*Records from a segmentation dataset:*
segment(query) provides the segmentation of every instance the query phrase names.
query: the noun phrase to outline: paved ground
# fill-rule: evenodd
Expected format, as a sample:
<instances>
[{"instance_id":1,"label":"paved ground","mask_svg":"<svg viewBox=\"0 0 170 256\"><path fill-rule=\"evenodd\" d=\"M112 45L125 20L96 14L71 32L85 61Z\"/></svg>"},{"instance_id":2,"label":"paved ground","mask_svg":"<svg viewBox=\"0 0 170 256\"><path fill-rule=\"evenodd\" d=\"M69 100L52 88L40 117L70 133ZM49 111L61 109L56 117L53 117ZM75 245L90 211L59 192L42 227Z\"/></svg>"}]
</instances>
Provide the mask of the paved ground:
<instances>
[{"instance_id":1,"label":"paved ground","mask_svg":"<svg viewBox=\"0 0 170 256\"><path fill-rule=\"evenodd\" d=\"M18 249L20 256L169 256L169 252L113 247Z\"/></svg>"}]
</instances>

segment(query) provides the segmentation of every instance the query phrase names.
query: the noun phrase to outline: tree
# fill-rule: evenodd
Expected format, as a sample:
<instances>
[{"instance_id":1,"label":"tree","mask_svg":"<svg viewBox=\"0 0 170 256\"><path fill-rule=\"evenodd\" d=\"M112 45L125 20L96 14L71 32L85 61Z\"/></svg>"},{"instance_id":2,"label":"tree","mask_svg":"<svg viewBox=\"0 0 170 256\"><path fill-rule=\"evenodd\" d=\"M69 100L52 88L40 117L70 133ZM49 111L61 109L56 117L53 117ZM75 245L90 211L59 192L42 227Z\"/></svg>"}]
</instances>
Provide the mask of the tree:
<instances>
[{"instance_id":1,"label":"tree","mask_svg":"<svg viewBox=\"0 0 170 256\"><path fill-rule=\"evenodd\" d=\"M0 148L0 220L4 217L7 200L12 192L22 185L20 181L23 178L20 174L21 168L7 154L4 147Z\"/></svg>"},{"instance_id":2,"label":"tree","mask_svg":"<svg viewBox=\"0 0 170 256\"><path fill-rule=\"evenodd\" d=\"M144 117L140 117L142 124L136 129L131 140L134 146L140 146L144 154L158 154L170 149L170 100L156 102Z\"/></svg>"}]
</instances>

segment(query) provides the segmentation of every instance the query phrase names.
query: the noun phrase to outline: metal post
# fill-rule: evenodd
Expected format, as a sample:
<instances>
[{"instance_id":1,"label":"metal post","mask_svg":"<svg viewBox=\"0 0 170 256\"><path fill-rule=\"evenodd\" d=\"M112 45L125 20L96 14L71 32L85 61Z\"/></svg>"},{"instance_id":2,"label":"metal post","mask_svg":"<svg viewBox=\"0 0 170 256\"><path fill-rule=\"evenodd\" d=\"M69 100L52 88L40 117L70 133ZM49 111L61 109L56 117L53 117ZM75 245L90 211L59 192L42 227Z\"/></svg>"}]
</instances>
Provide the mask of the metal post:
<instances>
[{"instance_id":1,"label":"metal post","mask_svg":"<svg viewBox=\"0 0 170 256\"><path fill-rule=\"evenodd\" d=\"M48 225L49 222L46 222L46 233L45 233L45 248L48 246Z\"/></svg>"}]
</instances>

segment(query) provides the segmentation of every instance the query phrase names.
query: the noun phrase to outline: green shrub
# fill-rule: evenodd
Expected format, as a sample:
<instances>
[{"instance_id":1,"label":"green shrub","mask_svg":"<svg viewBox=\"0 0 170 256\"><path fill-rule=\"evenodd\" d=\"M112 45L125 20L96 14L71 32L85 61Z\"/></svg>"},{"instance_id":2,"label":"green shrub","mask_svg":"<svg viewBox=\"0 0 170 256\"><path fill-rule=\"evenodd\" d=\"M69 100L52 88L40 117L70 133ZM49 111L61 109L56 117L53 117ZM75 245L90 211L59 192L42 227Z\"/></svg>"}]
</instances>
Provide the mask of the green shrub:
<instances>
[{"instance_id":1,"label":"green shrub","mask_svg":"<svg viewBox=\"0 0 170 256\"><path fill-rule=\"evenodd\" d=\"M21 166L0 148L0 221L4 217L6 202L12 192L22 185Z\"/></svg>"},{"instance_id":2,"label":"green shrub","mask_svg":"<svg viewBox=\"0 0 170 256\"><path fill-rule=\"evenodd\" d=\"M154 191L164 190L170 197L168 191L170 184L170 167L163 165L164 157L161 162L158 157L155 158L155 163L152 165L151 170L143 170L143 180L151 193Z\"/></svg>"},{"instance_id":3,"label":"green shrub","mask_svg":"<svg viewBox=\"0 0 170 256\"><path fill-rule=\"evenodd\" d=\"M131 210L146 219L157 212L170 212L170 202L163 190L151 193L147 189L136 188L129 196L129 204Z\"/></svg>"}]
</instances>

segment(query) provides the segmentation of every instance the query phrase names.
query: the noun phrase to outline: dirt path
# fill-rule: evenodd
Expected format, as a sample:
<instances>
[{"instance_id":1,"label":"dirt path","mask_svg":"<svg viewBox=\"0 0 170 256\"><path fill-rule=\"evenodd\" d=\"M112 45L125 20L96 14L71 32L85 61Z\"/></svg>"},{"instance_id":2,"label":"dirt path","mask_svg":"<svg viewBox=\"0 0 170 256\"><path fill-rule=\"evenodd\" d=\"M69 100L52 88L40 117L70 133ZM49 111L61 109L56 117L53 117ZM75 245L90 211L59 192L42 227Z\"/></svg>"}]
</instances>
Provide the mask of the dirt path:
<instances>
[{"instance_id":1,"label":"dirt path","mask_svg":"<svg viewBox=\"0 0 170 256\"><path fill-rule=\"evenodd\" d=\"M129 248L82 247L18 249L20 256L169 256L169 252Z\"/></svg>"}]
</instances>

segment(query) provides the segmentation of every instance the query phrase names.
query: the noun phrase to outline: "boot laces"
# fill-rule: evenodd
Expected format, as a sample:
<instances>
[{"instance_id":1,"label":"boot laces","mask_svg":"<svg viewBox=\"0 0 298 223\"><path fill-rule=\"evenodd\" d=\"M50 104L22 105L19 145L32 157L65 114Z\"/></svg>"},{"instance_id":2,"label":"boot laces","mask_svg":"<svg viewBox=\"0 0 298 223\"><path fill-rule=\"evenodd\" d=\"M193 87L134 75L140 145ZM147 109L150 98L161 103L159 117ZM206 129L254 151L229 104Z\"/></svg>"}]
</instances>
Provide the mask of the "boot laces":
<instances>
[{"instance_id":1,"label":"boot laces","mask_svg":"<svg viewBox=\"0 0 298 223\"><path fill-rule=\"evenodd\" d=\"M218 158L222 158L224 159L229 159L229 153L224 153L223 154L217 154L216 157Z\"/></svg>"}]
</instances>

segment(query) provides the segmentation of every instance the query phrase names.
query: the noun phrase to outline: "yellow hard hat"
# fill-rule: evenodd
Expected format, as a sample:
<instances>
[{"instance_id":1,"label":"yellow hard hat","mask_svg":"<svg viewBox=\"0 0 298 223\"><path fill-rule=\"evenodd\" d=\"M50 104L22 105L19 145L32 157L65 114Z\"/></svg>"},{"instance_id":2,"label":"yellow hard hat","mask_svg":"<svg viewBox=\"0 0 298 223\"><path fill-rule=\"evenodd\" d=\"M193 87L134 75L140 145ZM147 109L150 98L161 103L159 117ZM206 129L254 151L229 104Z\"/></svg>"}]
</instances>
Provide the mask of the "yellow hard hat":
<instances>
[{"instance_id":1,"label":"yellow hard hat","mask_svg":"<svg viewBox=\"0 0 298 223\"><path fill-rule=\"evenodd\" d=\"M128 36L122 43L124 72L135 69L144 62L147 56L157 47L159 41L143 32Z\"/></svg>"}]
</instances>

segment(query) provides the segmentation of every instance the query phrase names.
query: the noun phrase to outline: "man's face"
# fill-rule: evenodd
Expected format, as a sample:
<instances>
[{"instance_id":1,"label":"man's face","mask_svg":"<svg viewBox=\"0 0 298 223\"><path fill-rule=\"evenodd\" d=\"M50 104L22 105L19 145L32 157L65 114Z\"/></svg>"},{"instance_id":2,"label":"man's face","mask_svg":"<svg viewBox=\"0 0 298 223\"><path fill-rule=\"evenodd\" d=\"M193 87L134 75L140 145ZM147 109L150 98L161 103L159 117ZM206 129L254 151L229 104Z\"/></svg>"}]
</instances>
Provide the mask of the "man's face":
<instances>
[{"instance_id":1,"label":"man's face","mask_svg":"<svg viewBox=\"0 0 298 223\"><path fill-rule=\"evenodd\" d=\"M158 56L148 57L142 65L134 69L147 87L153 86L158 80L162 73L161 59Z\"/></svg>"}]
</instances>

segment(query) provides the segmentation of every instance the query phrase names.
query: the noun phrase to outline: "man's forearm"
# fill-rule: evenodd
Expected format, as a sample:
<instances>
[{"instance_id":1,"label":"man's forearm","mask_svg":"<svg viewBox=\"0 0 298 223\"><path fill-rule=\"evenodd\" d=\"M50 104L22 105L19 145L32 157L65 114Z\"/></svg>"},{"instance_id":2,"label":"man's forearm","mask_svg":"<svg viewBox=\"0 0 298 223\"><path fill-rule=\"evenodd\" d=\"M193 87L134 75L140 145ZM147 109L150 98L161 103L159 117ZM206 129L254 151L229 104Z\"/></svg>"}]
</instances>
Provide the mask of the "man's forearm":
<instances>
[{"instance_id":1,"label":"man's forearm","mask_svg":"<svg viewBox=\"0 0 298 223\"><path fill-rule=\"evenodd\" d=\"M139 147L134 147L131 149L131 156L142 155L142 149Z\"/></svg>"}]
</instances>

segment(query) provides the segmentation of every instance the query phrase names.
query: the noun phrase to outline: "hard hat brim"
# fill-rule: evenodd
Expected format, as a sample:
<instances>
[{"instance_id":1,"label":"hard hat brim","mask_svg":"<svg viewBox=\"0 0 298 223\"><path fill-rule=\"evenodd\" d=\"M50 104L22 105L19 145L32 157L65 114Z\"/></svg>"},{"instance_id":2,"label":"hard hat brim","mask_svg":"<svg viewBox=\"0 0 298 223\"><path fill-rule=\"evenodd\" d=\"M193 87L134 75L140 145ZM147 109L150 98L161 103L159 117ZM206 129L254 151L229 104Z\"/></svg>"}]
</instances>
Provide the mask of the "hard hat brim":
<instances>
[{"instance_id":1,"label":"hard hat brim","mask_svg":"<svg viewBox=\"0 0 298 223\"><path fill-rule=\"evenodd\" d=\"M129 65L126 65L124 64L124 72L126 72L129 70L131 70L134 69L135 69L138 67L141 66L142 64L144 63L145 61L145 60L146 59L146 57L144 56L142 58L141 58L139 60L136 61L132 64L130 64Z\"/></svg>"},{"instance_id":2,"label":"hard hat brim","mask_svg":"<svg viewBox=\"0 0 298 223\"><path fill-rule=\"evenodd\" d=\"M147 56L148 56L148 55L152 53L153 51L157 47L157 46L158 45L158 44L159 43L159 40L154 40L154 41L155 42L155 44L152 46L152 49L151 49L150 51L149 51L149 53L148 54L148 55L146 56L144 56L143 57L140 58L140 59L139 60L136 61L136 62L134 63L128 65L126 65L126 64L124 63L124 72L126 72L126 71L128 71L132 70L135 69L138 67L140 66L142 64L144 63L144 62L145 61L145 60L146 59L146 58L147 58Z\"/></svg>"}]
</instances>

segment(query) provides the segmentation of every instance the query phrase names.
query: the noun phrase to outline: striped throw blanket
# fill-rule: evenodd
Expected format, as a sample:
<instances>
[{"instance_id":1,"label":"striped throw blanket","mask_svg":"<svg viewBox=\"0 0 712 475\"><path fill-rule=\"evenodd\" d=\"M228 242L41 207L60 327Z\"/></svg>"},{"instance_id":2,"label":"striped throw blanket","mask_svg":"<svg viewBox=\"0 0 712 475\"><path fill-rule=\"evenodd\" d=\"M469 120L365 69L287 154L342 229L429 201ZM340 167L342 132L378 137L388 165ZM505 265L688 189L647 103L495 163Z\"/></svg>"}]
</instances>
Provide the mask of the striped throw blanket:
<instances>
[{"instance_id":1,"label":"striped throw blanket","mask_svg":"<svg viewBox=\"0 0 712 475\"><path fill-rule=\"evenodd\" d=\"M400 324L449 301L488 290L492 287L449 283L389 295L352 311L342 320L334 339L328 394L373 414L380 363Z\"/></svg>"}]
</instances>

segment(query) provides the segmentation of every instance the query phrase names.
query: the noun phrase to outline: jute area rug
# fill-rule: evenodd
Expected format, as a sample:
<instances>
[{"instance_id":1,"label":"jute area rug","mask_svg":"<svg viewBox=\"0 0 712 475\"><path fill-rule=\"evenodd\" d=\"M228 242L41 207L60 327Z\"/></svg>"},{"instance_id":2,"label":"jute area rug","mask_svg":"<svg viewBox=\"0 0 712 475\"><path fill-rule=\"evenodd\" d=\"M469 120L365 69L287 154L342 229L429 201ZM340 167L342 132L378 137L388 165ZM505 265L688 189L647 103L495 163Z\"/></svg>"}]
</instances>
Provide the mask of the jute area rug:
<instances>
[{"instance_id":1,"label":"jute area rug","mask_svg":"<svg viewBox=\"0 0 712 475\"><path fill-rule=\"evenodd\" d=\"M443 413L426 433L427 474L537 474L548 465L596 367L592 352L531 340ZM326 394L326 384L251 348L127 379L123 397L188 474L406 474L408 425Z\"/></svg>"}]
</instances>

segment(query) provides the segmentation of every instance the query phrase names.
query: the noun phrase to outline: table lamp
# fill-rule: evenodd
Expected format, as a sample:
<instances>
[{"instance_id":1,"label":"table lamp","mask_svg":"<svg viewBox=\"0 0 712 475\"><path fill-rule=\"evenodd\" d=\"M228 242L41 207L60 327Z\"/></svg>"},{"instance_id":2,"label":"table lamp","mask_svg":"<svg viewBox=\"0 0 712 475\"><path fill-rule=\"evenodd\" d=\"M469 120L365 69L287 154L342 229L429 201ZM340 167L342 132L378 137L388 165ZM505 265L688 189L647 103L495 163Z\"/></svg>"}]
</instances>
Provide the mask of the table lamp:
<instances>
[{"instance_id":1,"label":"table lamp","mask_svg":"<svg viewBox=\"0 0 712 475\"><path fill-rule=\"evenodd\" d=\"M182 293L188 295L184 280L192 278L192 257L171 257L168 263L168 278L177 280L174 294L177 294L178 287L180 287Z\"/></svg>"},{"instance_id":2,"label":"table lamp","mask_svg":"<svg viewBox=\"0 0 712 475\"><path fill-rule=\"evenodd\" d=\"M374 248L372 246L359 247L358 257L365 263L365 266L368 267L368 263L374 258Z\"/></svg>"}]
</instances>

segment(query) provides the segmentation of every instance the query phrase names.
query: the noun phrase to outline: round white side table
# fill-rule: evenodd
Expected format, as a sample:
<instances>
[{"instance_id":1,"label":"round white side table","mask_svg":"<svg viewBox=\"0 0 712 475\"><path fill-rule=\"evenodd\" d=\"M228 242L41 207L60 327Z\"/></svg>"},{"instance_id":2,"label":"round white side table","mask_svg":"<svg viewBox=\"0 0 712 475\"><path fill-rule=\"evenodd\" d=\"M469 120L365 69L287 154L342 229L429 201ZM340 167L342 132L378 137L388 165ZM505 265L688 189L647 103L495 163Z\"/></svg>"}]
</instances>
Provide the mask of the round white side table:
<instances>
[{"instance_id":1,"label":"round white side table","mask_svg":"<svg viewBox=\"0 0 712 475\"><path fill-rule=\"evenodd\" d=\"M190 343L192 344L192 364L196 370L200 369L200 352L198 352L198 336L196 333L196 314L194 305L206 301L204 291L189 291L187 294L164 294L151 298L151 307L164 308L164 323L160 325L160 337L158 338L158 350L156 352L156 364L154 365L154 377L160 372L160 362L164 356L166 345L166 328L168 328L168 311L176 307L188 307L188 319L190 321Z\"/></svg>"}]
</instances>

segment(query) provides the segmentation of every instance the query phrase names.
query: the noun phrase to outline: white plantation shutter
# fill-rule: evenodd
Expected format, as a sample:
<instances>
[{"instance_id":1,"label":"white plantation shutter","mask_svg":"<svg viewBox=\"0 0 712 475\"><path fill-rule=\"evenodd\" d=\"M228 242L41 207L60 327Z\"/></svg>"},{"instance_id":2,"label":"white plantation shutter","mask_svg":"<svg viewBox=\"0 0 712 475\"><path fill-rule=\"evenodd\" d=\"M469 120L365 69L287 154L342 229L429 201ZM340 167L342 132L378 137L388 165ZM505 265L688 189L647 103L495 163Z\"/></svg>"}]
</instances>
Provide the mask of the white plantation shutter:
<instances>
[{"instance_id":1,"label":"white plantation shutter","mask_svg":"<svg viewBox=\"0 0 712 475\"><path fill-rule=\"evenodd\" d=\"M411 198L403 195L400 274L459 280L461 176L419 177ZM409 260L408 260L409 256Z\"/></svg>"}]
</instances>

*Objective:* Please state how many lines in the records above contain the string "side", where case counts. Reply with the number only.

*Reply to the exercise:* 4